# Texto
• • • • •
A gestão documental e as licitações: como funciona a gestão dos documentos licitatórios?
- 19 de fevereiro de 2020
- Posted by: Inove
- Category: Conteúdos
Tema de extrema relevância e pouca abordagem diz, pois, com a gestão dos documentos produzidos em função e no curso dos procedimentos licitatórios.O que fazer com a miríade de informações que a burocracia transforma documento público?
De acordo com o §2° do art. 216 da Constituição da República, os documentos públicos (no que se incluem os documentos licitatórios) devem submeter-se à política pública de gestão de documentos a ser regulamentada em Lei.
Não tardou e a matéria foi disciplinada pela Lei 8.159/91, a qual instituiu uma espécie de política arquivística[1] destinada a regulamentar a gestão dos documentos públicos. Dentre as muitas disposições ali contidas, convém transcrever as seguintes proposições:
Art. 1º – É dever do Poder Público a gestão documental e a proteção especial a documentos de arquivos, como instrumento de apoio à administração, à cultura, ao desenvolvimento científico e como elementos de prova e informação.
Art. 2º – Consideram-se arquivos, para os fins desta Lei, os conjuntos de documentos produzidos e recebidos por órgãos públicos, instituições de caráter público e entidades privadas, em decorrência do exercício de atividades específicas, bem como por pessoa física, qualquer que seja o suporte da informação ou a natureza dos documentos.
Art. 3º – Considera-se gestão de documentos o conjunto de procedimentos e operações técnicas referentes à sua produção, tramitação, uso, avaliação e arquivamento em fase corrente e intermediária, visando a sua eliminação ou recolhimento para guarda permanente.
• • • • •
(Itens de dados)

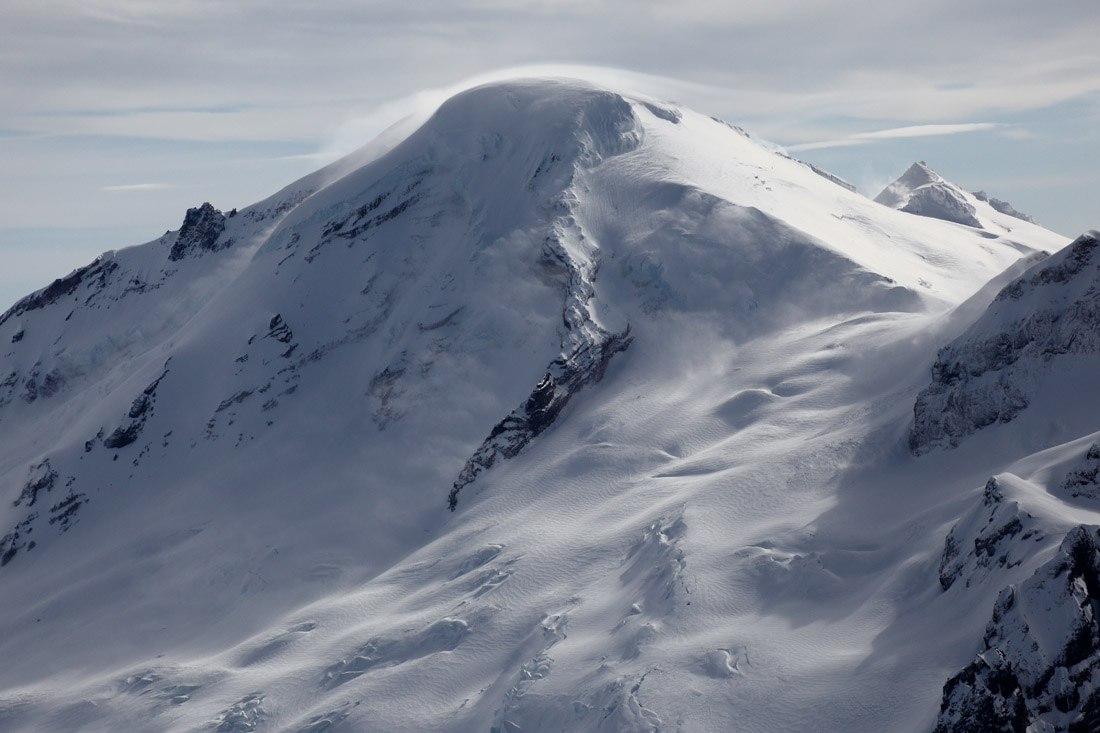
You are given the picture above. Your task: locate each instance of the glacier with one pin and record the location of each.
(572, 409)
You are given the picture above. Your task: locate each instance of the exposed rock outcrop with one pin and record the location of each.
(996, 534)
(200, 231)
(1003, 207)
(1038, 668)
(990, 373)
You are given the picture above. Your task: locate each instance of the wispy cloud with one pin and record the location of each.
(140, 187)
(910, 131)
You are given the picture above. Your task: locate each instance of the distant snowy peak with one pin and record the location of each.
(991, 373)
(923, 192)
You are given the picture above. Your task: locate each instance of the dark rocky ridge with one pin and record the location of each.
(1038, 667)
(200, 231)
(989, 373)
(996, 535)
(1003, 207)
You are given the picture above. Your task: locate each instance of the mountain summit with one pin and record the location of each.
(565, 412)
(924, 192)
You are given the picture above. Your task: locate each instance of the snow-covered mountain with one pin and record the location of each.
(572, 411)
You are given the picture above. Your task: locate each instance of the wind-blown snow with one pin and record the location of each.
(228, 452)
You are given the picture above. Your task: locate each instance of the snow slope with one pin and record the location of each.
(571, 411)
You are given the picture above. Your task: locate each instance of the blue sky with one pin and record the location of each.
(118, 115)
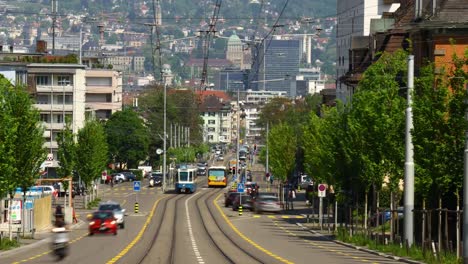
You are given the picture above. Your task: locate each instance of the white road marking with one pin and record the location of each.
(192, 237)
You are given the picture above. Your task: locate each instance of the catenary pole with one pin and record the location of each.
(409, 160)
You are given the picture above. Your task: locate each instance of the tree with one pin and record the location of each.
(8, 137)
(91, 152)
(282, 151)
(22, 140)
(66, 151)
(127, 138)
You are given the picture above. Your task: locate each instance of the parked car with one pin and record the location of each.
(129, 176)
(229, 198)
(385, 216)
(246, 200)
(266, 203)
(103, 222)
(119, 212)
(118, 177)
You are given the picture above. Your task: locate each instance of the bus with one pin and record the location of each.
(217, 176)
(185, 182)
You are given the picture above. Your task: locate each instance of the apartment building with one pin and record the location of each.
(353, 29)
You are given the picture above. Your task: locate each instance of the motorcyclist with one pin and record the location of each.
(60, 241)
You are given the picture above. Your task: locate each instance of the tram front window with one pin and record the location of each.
(183, 176)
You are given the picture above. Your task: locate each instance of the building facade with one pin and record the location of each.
(273, 67)
(354, 20)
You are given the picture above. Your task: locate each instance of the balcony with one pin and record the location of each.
(54, 88)
(45, 107)
(53, 126)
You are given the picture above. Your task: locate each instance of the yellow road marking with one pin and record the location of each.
(245, 237)
(139, 235)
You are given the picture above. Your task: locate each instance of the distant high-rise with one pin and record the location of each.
(235, 51)
(273, 70)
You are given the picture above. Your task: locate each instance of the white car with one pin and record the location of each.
(115, 207)
(118, 177)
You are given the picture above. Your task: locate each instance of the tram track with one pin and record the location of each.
(160, 221)
(202, 203)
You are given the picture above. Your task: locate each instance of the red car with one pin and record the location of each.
(103, 222)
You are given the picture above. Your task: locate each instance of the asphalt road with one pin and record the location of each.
(196, 228)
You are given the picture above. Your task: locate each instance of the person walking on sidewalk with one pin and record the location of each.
(75, 220)
(292, 196)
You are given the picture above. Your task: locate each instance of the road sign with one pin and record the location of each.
(136, 186)
(104, 175)
(240, 187)
(322, 190)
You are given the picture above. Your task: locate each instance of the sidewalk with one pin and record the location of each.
(301, 209)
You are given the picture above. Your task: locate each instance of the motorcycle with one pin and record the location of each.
(60, 242)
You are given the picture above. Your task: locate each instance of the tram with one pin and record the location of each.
(185, 182)
(217, 176)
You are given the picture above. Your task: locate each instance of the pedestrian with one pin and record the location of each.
(292, 196)
(59, 217)
(74, 216)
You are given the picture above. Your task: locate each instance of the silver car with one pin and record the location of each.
(266, 203)
(115, 207)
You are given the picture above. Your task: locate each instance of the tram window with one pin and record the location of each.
(183, 176)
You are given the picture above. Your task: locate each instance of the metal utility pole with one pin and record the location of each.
(164, 140)
(409, 161)
(465, 195)
(238, 135)
(54, 23)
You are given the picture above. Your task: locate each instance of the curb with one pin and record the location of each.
(400, 259)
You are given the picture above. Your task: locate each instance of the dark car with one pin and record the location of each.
(129, 176)
(266, 203)
(201, 172)
(103, 222)
(229, 198)
(155, 179)
(246, 202)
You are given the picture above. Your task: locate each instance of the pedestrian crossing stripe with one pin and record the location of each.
(279, 216)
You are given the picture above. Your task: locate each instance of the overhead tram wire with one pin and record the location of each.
(206, 47)
(263, 40)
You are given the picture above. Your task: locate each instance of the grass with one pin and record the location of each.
(415, 253)
(6, 244)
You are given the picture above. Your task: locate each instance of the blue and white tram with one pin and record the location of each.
(186, 177)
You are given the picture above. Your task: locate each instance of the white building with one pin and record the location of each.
(252, 105)
(354, 20)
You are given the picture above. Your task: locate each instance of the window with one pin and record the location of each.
(43, 80)
(64, 80)
(45, 118)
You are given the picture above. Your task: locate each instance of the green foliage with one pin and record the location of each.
(282, 151)
(414, 252)
(21, 151)
(91, 151)
(66, 151)
(6, 244)
(127, 138)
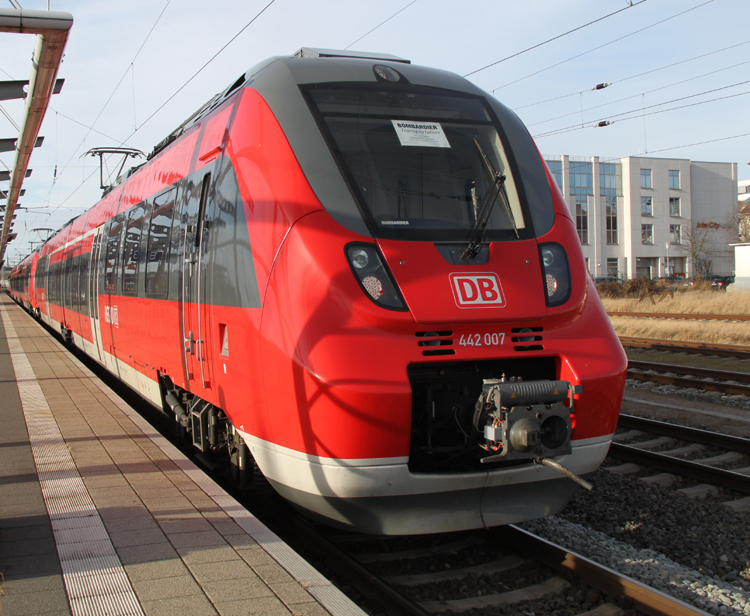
• • • • •
# Tarefas a resolver
a) No texto sobre gestão documental e licitações, qual lei disciplinou a gestão dos documentos públicos?
b) Reproduza o trecho do texto sobre gestão documental começando em "Art. 2º – Consideram-se" e seguindo até "natureza dos documentos.".

# Respostas em ordem
a) A Lei 8.159/91.

b)
Art. 2º – Consideram-se arquivos, para os fins desta Lei, os conjuntos de documentos produzidos e recebidos por órgãos públicos, instituições de caráter público e entidades privadas, em decorrência do exercício de atividades específicas, bem como por pessoa física, qualquer que seja o suporte da informação ou a natureza dos documentos.